> **Directions**: For the records that follow, restate each one word for word and leave the images behind.

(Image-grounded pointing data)

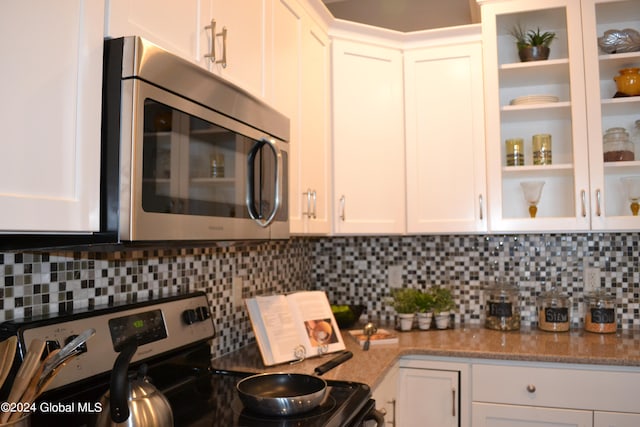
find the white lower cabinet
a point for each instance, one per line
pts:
(432, 393)
(494, 415)
(615, 419)
(385, 395)
(528, 395)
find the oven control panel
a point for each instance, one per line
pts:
(159, 326)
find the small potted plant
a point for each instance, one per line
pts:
(442, 306)
(404, 302)
(425, 303)
(532, 44)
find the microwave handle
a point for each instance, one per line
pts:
(251, 190)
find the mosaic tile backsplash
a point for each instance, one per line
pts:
(349, 269)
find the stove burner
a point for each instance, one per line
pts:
(248, 418)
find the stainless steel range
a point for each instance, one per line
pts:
(174, 342)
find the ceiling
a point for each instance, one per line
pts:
(406, 15)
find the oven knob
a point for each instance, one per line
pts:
(81, 348)
(189, 316)
(203, 313)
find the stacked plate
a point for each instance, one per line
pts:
(534, 99)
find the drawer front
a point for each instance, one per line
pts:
(556, 387)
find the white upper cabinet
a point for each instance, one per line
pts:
(174, 25)
(581, 191)
(564, 202)
(609, 199)
(368, 139)
(445, 150)
(240, 42)
(50, 115)
(300, 77)
(228, 38)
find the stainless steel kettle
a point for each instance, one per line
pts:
(135, 403)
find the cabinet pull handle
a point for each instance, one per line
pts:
(223, 61)
(453, 402)
(315, 204)
(212, 53)
(308, 194)
(393, 416)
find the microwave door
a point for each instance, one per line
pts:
(264, 183)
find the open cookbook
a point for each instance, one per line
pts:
(293, 327)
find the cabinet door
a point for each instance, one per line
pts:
(511, 113)
(368, 139)
(315, 141)
(385, 395)
(614, 419)
(50, 115)
(171, 24)
(300, 70)
(610, 207)
(428, 398)
(494, 415)
(445, 152)
(244, 44)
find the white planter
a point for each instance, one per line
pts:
(406, 321)
(424, 321)
(442, 320)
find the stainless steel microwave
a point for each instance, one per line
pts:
(194, 157)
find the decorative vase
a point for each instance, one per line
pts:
(424, 321)
(533, 53)
(442, 320)
(406, 321)
(628, 82)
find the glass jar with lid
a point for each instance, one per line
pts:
(502, 307)
(617, 146)
(600, 312)
(554, 309)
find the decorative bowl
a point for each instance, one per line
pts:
(628, 82)
(620, 41)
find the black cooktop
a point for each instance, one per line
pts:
(216, 403)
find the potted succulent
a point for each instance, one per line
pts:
(404, 300)
(532, 44)
(425, 302)
(442, 306)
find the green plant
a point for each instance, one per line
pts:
(442, 299)
(404, 300)
(531, 37)
(425, 302)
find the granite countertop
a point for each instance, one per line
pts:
(369, 367)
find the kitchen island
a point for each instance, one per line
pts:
(470, 342)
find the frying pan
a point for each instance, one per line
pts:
(285, 394)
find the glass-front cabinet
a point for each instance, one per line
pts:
(546, 117)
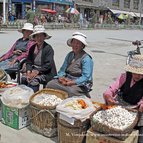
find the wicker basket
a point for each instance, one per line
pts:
(119, 134)
(3, 75)
(44, 118)
(68, 133)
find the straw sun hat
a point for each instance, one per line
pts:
(135, 65)
(39, 29)
(27, 26)
(78, 36)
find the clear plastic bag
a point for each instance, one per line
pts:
(17, 96)
(82, 114)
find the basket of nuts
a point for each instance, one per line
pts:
(117, 122)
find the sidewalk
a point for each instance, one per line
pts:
(109, 58)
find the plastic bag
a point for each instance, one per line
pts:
(82, 114)
(17, 96)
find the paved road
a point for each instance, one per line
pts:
(109, 60)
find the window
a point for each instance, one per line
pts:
(136, 4)
(115, 3)
(126, 3)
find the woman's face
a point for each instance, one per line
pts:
(39, 38)
(77, 46)
(137, 77)
(26, 33)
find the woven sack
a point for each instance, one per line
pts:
(68, 133)
(44, 118)
(116, 133)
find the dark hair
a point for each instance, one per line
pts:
(80, 41)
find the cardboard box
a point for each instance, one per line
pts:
(14, 117)
(96, 137)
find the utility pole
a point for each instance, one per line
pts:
(4, 14)
(140, 9)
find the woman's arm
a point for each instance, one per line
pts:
(87, 70)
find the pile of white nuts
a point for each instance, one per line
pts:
(117, 118)
(47, 100)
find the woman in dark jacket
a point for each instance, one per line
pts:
(40, 65)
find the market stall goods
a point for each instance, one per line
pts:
(116, 121)
(73, 119)
(44, 116)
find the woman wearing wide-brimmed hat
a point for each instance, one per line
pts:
(128, 88)
(40, 65)
(75, 75)
(19, 50)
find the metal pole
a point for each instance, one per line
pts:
(4, 15)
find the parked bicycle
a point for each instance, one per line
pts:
(131, 53)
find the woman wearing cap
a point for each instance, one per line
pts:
(75, 75)
(19, 50)
(40, 65)
(128, 88)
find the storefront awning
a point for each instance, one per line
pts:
(134, 14)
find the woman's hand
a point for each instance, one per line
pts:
(109, 99)
(66, 81)
(70, 82)
(12, 62)
(32, 74)
(17, 52)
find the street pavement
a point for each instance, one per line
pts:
(109, 58)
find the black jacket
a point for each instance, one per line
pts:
(47, 61)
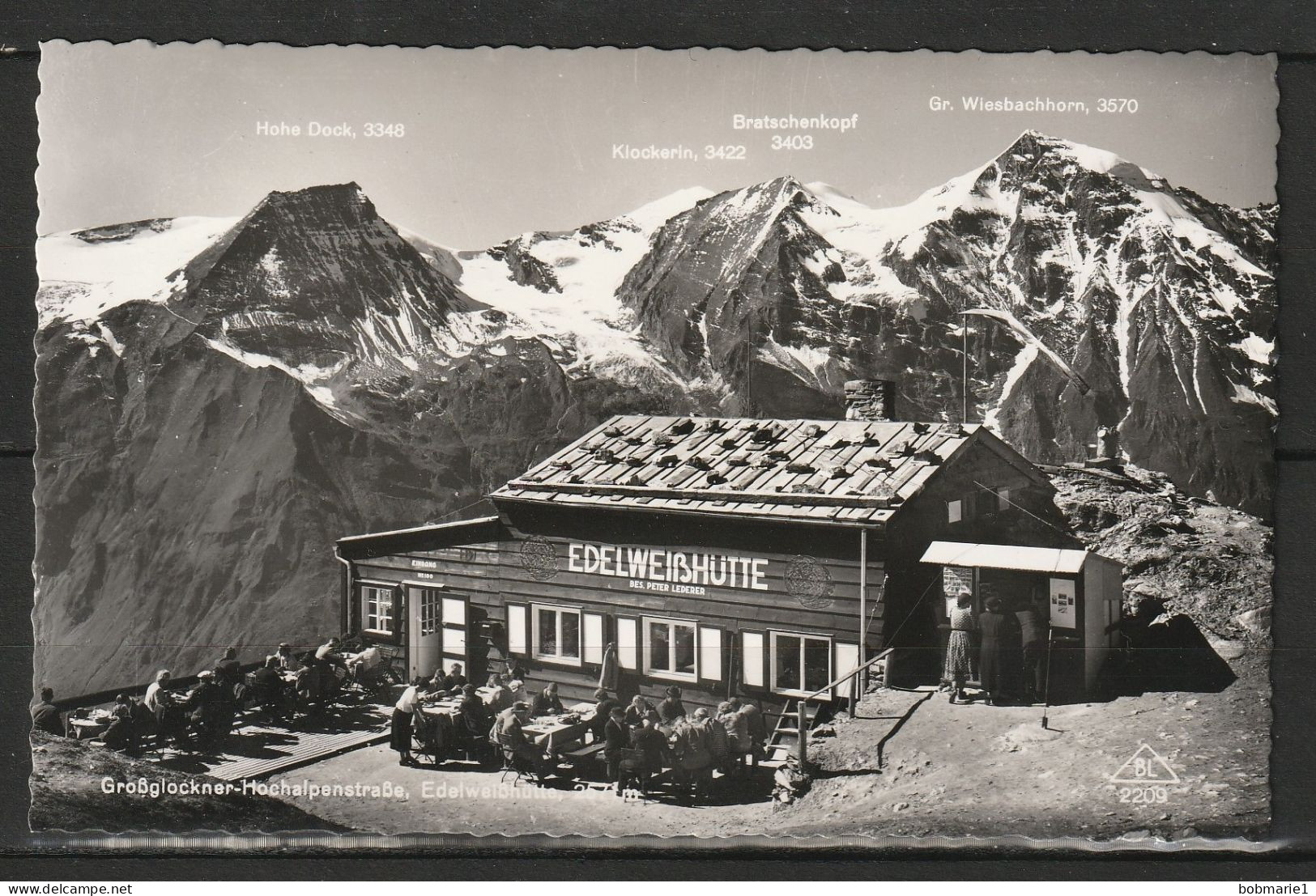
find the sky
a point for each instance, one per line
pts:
(495, 142)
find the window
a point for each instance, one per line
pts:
(378, 604)
(669, 649)
(802, 664)
(557, 635)
(428, 611)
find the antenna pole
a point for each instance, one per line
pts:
(964, 332)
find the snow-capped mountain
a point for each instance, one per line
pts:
(219, 399)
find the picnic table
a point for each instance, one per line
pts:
(86, 729)
(552, 733)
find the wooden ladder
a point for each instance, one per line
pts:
(786, 734)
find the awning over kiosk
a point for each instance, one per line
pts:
(1006, 557)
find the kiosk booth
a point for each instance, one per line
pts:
(1080, 592)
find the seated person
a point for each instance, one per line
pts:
(157, 692)
(694, 752)
(287, 662)
(602, 712)
(454, 681)
(330, 653)
(170, 715)
(267, 685)
(474, 720)
(364, 664)
(45, 715)
(228, 669)
(652, 746)
(616, 737)
(309, 682)
(737, 727)
(121, 733)
(637, 711)
(516, 745)
(211, 712)
(547, 702)
(671, 708)
(501, 698)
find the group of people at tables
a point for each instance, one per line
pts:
(206, 712)
(637, 740)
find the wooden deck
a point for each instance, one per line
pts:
(257, 750)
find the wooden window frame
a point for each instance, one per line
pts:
(690, 677)
(391, 590)
(803, 635)
(558, 660)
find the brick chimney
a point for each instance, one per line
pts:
(870, 399)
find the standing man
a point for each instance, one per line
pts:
(602, 712)
(45, 715)
(616, 737)
(1032, 635)
(402, 720)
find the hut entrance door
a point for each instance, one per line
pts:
(453, 628)
(425, 641)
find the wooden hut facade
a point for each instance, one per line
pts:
(760, 558)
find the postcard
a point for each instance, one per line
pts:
(722, 446)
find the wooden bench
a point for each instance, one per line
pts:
(585, 754)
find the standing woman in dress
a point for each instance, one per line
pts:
(403, 709)
(962, 625)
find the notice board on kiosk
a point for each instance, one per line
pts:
(1063, 604)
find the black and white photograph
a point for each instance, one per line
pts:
(701, 446)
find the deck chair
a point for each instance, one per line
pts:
(423, 737)
(517, 767)
(632, 770)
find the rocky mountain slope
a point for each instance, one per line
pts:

> **Written reply**:
find the white lower cabinet
a point for each instance, one per line
pts:
(432, 393)
(494, 415)
(615, 419)
(385, 395)
(528, 395)
find the oven control panel
a point for each instance, one per line
pts:
(159, 326)
find the small potted plant
a point for each instance, one per line
pts:
(442, 306)
(404, 302)
(425, 303)
(532, 44)
find the microwave handle
a point for each instance, one per line
pts:
(251, 190)
find the mosaic tile backsplash
a point for each instance, one per line
pts:
(349, 269)
find the stove burner
a point for each instance, one per line
pts:
(248, 418)
find the stainless steel range
a point for each instance, one per line
pts:
(174, 342)
find the ceiling
a point for each instance, one per line
pts:
(406, 15)
find the oven knob
a point for each instance, one per line
pts:
(81, 348)
(189, 316)
(203, 313)
find the stacked plate
a point for each instance, one per line
pts:
(534, 99)
find the drawer front
a point for each instance, one per line
pts:
(556, 387)
find the white upper cabinet
a point for each instance, one per line
pts:
(174, 25)
(581, 191)
(564, 202)
(609, 199)
(368, 139)
(445, 150)
(240, 42)
(50, 115)
(300, 77)
(228, 38)
find the stainless steel kettle
a point for each instance, one per line
pts:
(135, 403)
find the cabinet pull handle
a point for each instance, one per line
pts:
(223, 61)
(453, 402)
(315, 204)
(212, 53)
(308, 194)
(393, 416)
find the microwave door
a point for each instance, one per line
pts:
(264, 183)
find the open cookbook
a point for each instance, one per line
pts:
(293, 327)
find the cabinet door
a point for each instance, one per line
pts:
(511, 113)
(368, 139)
(315, 141)
(385, 395)
(614, 419)
(50, 115)
(171, 24)
(300, 70)
(610, 207)
(428, 398)
(494, 415)
(445, 152)
(244, 44)
find the white planter
a point for each instance, one per line
pts:
(406, 321)
(424, 321)
(442, 320)
find the stainless steel microwave
a point for each instance, one per line
pts:
(194, 157)
find the decorative vase
a point for each instance, one per line
pts:
(424, 321)
(533, 53)
(442, 320)
(406, 321)
(628, 82)
find the glass jar with lid
a point for each instance, one per line
pts:
(502, 307)
(617, 146)
(600, 312)
(554, 309)
find the decorative bowl
a point for each instance, one per line
pts:
(628, 82)
(620, 41)
find the black cooktop
a point for each instance, one per line
pts:
(216, 403)
find the potted succulent
a point for each instance, one per line
pts:
(404, 300)
(532, 44)
(425, 302)
(442, 306)
find the green plant
a point for each instance, one per line
pts:
(442, 299)
(404, 300)
(531, 37)
(425, 302)
find the granite countertop
a point for each instance, one per line
pts:
(369, 367)
find the kitchen island
a point for each instance, one per line
pts:
(470, 342)
find the frying pan
a point for each instance, one per line
pts:
(285, 394)
find the glass-front cabinet
a point for each instance, one per line
pts:
(546, 117)
find the wicker basket
a point for each instance, one per line
pts:
(119, 134)
(3, 75)
(44, 118)
(68, 133)
find the straw sun hat
a point for each instance, one per line
pts:
(135, 65)
(39, 29)
(27, 26)
(78, 36)
find the clear plastic bag
a point for each instance, one per line
pts:
(17, 96)
(82, 114)
find the basket of nuts
a point for each instance, one per line
pts:
(117, 122)
find the sidewalk
a point for each instance, one per line
pts:
(109, 58)
find the plastic bag
a point for each instance, one per line
pts:
(82, 114)
(17, 96)
find the paved road
a point for each instance, one per line
pts:
(109, 60)
find the window
a point for each instance, one per line
pts:
(136, 4)
(115, 3)
(126, 3)
find the woman's face
a point for each instance, one per line
pts:
(39, 38)
(77, 46)
(137, 77)
(26, 33)
find the woven sack
a point for each instance, one per line
pts:
(68, 133)
(44, 118)
(116, 133)
find the dark hair
a point for each instance, one per line
pts:
(80, 41)
find the cardboard box
a point for each instance, one per line
pts:
(14, 117)
(96, 137)
find the utility pole
a point for each instance, one per line
pts:
(4, 14)
(140, 9)
find the woman's arm
a point for each instance, one per line
pts:
(87, 70)
find the pile of white nuts
a point for each instance, one per line
pts:
(117, 118)
(47, 100)
find the woman in dark jacket
a point for each instance, one per line
pts:
(40, 65)
find the market stall goods
a point for each instance, one per line
pts:
(116, 121)
(73, 119)
(44, 116)
find the woman wearing wide-brimmed hat
a point for each instance, one per line
pts:
(128, 88)
(40, 65)
(75, 75)
(19, 50)
find the metal pole
a point for each instance, one per line
pts:
(4, 15)
find the parked bicycle
a point for each instance, one per line
pts:
(131, 53)
find the woman wearing cap
a point for each instance, one per line
pts:
(75, 75)
(19, 50)
(40, 65)
(128, 88)
find the storefront awning
a point for each instance, one per line
pts:
(134, 14)
find the woman's hand
a point for each instance, one per line
pts:
(109, 99)
(66, 81)
(70, 82)
(12, 62)
(32, 74)
(17, 52)
find the street pavement
a point for each instance, one per line
pts:
(109, 58)
find the black jacket
a point for each instance, one per line
pts:
(47, 61)
find the sky
a point for each instance, one per line
pts:
(495, 142)
find the window
a point for each instance, one per line
pts:
(378, 604)
(669, 649)
(802, 664)
(557, 635)
(428, 611)
find the antenna pole
a point for each instance, one per line
pts:
(964, 332)
find the snow-capped mountain
a point for each instance, one per line
pts:
(219, 399)
find the picnic table
a point for each instance, one per line
pts:
(86, 729)
(552, 733)
find the wooden ladder
a point for each instance, one per line
pts:
(786, 734)
find the awning over kiosk
a point for each instance, one per line
pts:
(1006, 557)
find the kiosk booth
a point for each instance, one per line
pts:
(1080, 592)
find the seated person
a point for each instance, one per line
pts:
(157, 692)
(694, 752)
(287, 662)
(602, 712)
(454, 681)
(330, 653)
(170, 715)
(267, 685)
(474, 720)
(364, 664)
(45, 715)
(228, 669)
(652, 746)
(616, 737)
(309, 682)
(737, 727)
(121, 733)
(637, 711)
(516, 745)
(211, 712)
(547, 702)
(671, 708)
(501, 698)
find the group of people at tables
a point for each instance, one per line
pts:
(206, 712)
(637, 740)
find the wooden deck
a point for each instance, one per line
pts:
(257, 750)
find the wooden window frame
a point for each instance, one per line
pts:
(690, 677)
(391, 590)
(803, 635)
(558, 660)
find the brick chimney
a point for each instance, one per line
pts:
(870, 399)
find the standing man
a point for each instance, one per line
pts:
(602, 712)
(45, 715)
(616, 737)
(1032, 635)
(402, 720)
find the hut entrance door
a point for each instance, one per line
pts:
(453, 628)
(425, 641)
find the wooden hut facade
a point for each instance, one per line
pts:
(760, 558)
find the postcard
a point for each instance, one per line
pts:
(722, 446)
find the wooden bench
a point for each instance, one per line
pts:
(585, 754)
find the standing woman in dress
a point for each instance, one per line
pts:
(403, 709)
(962, 625)
find the notice board on kiosk
a point for each instance, one per line
pts:
(1063, 604)
find the black and white photograph
a point for each instance, one per line
pts:
(701, 446)
find the deck chair
a point for each instance, one per line
pts:
(423, 737)
(517, 767)
(632, 770)
find the rocky mountain slope
a point for each instance, one per line
pts:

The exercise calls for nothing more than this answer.